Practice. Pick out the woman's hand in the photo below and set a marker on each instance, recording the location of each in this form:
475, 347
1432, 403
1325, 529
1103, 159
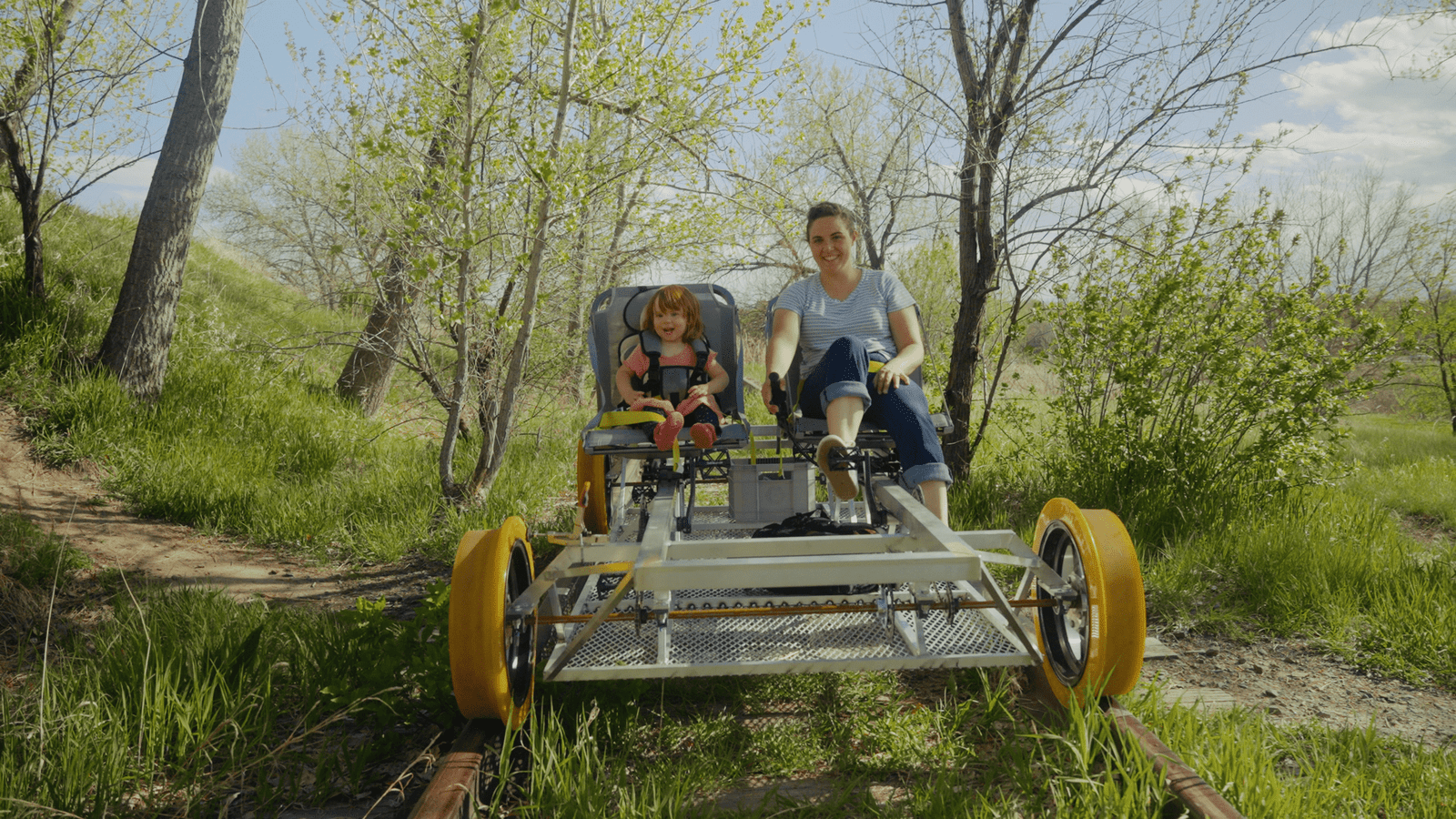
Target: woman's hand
888, 378
768, 397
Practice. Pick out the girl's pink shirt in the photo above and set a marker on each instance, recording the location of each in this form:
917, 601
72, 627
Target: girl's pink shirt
638, 363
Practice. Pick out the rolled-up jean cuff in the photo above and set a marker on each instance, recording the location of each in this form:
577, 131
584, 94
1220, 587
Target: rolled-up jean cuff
841, 389
916, 475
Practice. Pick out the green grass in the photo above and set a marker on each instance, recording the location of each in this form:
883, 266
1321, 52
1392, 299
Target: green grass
248, 438
669, 749
184, 697
179, 698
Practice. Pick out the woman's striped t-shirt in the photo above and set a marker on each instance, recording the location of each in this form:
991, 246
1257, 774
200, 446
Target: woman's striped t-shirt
864, 315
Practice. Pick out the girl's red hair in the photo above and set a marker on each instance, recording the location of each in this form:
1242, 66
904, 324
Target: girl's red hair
676, 298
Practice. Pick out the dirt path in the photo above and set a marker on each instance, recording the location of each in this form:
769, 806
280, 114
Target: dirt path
72, 503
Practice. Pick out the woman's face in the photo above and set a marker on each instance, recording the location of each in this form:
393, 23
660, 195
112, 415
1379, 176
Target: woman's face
832, 244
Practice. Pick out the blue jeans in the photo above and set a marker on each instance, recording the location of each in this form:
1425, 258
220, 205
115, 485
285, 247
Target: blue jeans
903, 411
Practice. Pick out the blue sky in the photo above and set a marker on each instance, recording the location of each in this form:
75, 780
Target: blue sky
1344, 111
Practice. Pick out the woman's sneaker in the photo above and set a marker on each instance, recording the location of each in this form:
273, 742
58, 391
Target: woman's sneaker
834, 460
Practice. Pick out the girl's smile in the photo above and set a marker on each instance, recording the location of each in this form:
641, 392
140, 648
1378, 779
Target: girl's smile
670, 325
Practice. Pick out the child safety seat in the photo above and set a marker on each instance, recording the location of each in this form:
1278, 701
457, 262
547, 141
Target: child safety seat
673, 380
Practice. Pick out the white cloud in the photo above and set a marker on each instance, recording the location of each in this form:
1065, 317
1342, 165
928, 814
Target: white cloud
127, 188
1358, 109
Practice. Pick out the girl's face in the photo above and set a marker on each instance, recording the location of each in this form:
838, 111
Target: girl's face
669, 324
832, 244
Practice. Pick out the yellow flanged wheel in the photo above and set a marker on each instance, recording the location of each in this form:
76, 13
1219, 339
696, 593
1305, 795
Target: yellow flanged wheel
592, 479
492, 666
1092, 640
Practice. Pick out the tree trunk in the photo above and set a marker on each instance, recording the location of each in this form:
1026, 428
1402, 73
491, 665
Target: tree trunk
990, 102
28, 194
140, 334
495, 436
371, 365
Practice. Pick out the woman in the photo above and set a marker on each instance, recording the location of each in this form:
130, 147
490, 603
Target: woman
861, 339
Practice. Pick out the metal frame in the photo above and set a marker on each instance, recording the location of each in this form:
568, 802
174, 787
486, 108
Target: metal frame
681, 589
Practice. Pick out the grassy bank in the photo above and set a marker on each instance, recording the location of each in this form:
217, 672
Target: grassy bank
248, 438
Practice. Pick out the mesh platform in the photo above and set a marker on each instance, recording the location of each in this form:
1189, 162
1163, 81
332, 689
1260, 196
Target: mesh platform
791, 643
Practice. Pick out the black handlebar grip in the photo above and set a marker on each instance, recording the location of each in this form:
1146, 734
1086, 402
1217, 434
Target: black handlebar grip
781, 398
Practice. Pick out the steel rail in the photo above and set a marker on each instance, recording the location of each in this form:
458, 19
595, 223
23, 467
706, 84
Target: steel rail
1200, 797
456, 784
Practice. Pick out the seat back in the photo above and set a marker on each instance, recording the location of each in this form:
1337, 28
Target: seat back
616, 318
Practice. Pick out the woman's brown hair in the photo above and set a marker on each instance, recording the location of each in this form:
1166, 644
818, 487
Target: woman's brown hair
829, 208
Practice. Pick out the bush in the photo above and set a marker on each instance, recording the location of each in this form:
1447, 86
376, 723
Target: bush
1194, 380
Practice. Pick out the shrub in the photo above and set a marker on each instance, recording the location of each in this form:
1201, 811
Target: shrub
1194, 379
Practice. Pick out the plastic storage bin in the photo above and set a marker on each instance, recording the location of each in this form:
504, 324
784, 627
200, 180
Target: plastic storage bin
762, 493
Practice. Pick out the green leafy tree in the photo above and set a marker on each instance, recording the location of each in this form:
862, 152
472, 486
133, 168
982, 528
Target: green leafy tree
1191, 379
523, 157
70, 72
288, 206
1063, 118
1433, 327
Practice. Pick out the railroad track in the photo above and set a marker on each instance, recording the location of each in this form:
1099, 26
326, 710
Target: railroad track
468, 774
468, 777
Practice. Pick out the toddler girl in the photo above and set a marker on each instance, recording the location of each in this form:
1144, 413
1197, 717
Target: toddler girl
674, 319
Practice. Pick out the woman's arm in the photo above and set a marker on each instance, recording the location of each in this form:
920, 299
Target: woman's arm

• PROBLEM TO SOLVE
Could you write out all the records above again, replacing "marker" with "pin" wherever it appears, changing nothing else and leaving the pictures out?

• EXERCISE OUTPUT
Practice. Pick out the woman's hand in the photo below and set a pin on each instance, recording the location of each in this form:
475, 347
1432, 403
1325, 529
1103, 159
Target: woman's hand
888, 378
768, 397
Practice. Pick out the girl's pink shirt in the photo above and set a pin on each instance, recording the location of each in this form:
917, 601
72, 627
Target: girl's pink shirt
638, 363
Practice. Pick out the rolled-up jean cuff in the photo above and set a pin on each instance, recording the location of each in this form:
577, 131
584, 94
1220, 587
Target: rolled-up jean cuff
841, 389
916, 475
Practice. Pick out the green grass in the photo above and set a pin on each instance, recording the location of each in this form:
883, 266
1321, 52
1392, 299
Target: green grass
248, 438
669, 749
184, 697
179, 698
Practice. Pick out the woman's striped t-shirt in the photo above and set a pin on each instance, recording the location of each in this form:
991, 246
1257, 774
200, 446
Target: woman's striped t-shirt
864, 315
Practice. Pick out the girl's red hair in the photo above and set a pin on each instance, recording the location of each in this form:
1242, 66
904, 324
Target: girl's red hair
676, 298
Practice. Pick out the dirt path in the photo above and set a pin on each instance, recording the location of each in this form:
769, 806
280, 114
Target: dirt path
72, 503
Practice. Pick out the woman's face in the photo above and set a pin on each instance, recording the location of each in this form:
393, 23
660, 195
112, 415
1379, 176
Target: woman's face
832, 244
Practice. Pick out the blue jeans in the photo above and set a pin on each instance, recording the location of each in this form:
1425, 258
220, 205
115, 485
285, 247
Target: blue jeans
903, 411
Practice. Pick out the blue sky in the photo above and set a pin on each instance, recording the location of each in this form:
75, 780
Target: blue sky
1344, 111
Practice. Pick out the woman's sneaker in the photo above and set a pin on each instance, recording the location of each in this form:
273, 742
58, 391
Target: woman's sneaker
834, 460
Practice. Pick out the girl's smile in the photo above and set a pin on each instance, recording the location of each in this form:
641, 392
140, 648
1378, 779
Target: girl's smile
670, 325
Practice. Pick out the child safety seat in the photo above and set a pin on each instance, recording the location of each in this form:
1278, 701
457, 262
547, 141
Target: child safety seat
673, 380
Practice. Pick out the white cloud in the photo above and set a pin on each instance, recording the location of each in this form:
1065, 317
1342, 165
928, 814
Target: white cloud
127, 188
1358, 109
Practice. Pick out the girl's face in the photo above and set a pin on each instance, recording the location of each in this form:
838, 111
Target: girl's face
669, 324
832, 244
Practice. Pick out the yellow flanged wheel in the photo above and set a pin on each instance, recording the location of each in this form:
76, 13
1219, 339
696, 593
1305, 795
Target: yellow flanged wheel
592, 479
492, 666
1092, 640
Practice. Pick out the tree trunk in the photo above and set a pin on each instance, recording the location of each in this form:
1026, 428
1402, 73
491, 665
Target: tree trunk
990, 102
28, 194
140, 334
495, 436
371, 365
Practice. Pick out the woman in the photo above and set a pin on each instance, recording the location of each in this form:
130, 147
490, 603
Target: woman
861, 339
Practice. Pick out the metal frame in the photo above and set a pin on each instance, recording the location of each in this form:
568, 802
174, 787
486, 108
Target: metal frame
681, 589
Practice. Pick out the grassy bank in the photo above and set a pin on each instance, recording the location of each in this form:
217, 672
Target: grassy bank
248, 438
Practice. Pick out the mesh platform in the photo above and set a pin on each instance, recording the location of each in this form:
1189, 162
1163, 81
332, 689
1260, 196
Target: mesh platform
791, 643
Practice. Pick out the black handlebar grip in the photo above and set a pin on each instance, recording the location of each in this form:
1146, 734
1086, 402
1217, 434
Target: black handlebar grip
781, 398
Practice. Pick out the steel rail in the photo above and set a pin on each instance, recording the location of each in this form:
458, 19
595, 223
23, 467
706, 84
Target: steel rail
1200, 797
456, 784
Practice. Pick out the seat back in the photo above and set a pin on each instance, recording the location of each in this form:
1337, 28
Target: seat back
616, 318
Practice. Pick out the woman's brown hair in the photo above and set a pin on each instance, recording the location of each in this form:
1166, 644
818, 487
Target: woman's brown hair
829, 208
Practice. Pick out the bush in the photo above and set a pin on each instance, recording the location of each in this form:
1447, 86
376, 723
Target: bush
1194, 380
Practice. Pick out the shrub in the photo above and set a pin on each instance, recording the location of each in this form:
1201, 811
Target: shrub
1194, 379
Practice. Pick out the plastic storage bin in the photo above and set a pin on each instance, recording the location of each in this form:
504, 324
784, 627
200, 180
Target: plastic storage bin
762, 493
Practice. Pick out the green leafy tree in the photo above and set a pin on each instance, recording the location of each in this form:
862, 152
472, 486
133, 168
982, 528
Target: green leafy tree
1191, 379
523, 157
70, 72
288, 206
1063, 118
1433, 327
Practice. Pick out the railroad track in the photo above and set a pin on each instance, recording the location of each in this form:
1099, 26
326, 710
Target: railroad track
468, 774
468, 777
Practice. Pick out the toddler girl in the photo above and set a pin on each instance, recording the location of each in this form:
1144, 413
1197, 717
Target: toddler girl
674, 319
Practice. Pick out the woman's arm in the photo above and set a pin on each instance, recording the location of each in this form:
920, 299
Target: woman's arm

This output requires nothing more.